:: Items

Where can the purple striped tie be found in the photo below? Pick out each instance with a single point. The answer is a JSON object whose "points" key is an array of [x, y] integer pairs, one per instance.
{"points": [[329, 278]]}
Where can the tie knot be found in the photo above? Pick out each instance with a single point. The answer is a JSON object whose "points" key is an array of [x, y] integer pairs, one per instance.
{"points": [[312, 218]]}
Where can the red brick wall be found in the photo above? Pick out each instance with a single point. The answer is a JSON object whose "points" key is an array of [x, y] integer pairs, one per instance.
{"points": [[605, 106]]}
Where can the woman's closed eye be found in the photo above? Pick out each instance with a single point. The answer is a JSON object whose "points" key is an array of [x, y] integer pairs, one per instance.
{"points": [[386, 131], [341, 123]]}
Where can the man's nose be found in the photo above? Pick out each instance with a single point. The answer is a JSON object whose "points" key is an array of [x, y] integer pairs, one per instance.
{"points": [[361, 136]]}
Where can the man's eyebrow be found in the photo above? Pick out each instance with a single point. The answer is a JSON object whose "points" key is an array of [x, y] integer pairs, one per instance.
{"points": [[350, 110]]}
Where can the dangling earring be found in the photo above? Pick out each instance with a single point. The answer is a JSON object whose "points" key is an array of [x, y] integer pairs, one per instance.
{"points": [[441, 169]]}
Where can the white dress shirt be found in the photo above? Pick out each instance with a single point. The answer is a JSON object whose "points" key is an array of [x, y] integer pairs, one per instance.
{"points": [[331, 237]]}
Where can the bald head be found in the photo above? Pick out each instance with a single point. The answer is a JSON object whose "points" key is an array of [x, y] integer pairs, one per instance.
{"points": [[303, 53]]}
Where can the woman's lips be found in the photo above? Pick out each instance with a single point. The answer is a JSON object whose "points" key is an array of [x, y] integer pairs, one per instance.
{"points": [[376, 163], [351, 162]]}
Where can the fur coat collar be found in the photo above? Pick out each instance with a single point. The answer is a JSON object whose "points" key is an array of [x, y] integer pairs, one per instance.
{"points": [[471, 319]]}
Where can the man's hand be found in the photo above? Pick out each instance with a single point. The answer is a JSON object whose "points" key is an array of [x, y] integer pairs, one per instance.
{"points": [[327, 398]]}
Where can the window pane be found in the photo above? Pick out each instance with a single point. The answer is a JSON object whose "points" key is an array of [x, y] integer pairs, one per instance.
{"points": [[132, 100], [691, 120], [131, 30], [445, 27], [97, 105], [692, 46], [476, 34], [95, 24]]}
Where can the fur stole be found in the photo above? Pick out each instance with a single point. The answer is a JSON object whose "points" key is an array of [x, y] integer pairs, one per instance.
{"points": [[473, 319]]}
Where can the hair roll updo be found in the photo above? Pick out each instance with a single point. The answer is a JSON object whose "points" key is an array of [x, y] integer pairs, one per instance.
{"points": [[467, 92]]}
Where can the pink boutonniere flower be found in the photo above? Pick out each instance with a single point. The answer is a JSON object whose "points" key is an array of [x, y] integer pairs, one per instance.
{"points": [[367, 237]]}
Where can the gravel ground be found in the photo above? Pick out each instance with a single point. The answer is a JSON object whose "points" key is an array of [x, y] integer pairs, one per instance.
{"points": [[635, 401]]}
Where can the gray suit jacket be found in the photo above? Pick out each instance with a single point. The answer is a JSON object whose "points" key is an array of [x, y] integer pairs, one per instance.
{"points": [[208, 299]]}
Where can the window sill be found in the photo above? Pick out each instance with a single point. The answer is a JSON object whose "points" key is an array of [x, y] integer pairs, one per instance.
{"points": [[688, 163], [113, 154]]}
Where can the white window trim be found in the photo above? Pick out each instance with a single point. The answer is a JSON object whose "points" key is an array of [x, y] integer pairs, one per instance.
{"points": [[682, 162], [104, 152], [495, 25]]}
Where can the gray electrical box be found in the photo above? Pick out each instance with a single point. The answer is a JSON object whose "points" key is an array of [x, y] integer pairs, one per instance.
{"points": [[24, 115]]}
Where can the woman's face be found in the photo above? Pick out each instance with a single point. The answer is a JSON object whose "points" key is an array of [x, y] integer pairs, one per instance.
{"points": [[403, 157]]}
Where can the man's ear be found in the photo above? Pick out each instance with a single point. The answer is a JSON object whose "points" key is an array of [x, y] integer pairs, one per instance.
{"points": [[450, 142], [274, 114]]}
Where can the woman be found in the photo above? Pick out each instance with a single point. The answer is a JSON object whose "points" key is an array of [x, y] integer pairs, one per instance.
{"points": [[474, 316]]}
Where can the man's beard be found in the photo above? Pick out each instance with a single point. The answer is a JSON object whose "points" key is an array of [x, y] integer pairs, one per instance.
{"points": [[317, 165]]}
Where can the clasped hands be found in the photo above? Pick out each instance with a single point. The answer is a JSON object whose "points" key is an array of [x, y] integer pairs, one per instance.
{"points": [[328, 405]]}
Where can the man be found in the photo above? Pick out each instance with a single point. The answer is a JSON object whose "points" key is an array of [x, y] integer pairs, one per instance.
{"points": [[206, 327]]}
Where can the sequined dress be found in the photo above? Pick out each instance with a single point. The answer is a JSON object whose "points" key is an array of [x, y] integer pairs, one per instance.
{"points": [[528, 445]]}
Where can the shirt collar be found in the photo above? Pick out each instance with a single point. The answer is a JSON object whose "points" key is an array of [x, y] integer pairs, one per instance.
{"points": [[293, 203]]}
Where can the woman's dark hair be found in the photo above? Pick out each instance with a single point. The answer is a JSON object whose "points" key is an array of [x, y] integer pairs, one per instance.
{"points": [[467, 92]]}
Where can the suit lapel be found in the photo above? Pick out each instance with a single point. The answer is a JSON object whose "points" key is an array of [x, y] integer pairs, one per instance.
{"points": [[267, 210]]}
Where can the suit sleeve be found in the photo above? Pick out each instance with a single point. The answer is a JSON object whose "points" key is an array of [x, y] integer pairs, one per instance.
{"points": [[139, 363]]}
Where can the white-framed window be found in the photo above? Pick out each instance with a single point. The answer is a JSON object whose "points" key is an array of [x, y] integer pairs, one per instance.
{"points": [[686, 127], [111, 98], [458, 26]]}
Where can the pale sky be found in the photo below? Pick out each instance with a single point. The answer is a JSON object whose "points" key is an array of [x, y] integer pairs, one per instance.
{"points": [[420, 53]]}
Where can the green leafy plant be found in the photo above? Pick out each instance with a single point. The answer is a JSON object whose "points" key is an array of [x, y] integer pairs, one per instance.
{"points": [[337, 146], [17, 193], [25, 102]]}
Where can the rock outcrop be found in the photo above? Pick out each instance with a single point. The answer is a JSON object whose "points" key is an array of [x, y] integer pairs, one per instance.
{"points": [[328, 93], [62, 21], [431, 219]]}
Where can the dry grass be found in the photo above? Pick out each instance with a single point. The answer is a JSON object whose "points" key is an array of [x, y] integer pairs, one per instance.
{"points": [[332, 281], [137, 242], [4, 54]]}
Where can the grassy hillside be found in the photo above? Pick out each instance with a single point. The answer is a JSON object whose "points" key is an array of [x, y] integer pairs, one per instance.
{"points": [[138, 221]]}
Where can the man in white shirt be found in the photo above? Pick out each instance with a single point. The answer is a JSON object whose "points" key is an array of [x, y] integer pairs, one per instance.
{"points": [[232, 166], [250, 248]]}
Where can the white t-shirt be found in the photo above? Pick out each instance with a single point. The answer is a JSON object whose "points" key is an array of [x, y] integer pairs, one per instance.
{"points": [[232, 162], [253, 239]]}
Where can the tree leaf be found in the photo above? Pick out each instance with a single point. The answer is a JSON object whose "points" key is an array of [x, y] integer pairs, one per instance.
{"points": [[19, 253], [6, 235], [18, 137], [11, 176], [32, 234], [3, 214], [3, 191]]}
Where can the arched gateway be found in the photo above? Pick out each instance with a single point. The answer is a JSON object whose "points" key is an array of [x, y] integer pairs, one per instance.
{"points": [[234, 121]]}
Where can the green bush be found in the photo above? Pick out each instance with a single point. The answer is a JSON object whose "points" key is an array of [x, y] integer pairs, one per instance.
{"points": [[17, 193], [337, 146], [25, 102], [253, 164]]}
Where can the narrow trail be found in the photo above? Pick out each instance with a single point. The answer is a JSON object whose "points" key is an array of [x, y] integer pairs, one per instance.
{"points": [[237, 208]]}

::::

* [Task objective]
Give back exactly the lines from the line containing "Where can the arched" to the end of the entries, and no other lines.

* [Output below]
Where can the arched gateway be found in the photo above? Pick out each instance with a single point. The answer is a JSON object whose "points" key is an array of [x, y] integer pairs, one per instance.
{"points": [[234, 121]]}
Where can the green bush be found in the photo above? Pick out each instance with a single point. The answer is a JSON object whose "points" key is an array of [x, y] integer pairs, one per instance.
{"points": [[17, 193], [337, 146], [25, 102], [253, 164]]}
Where can the narrow trail be found in the photo above? Pick out each instance with a single point. The answer is a JSON object whose "points" key is an array of [x, y] integer pairs, one per instance.
{"points": [[237, 208]]}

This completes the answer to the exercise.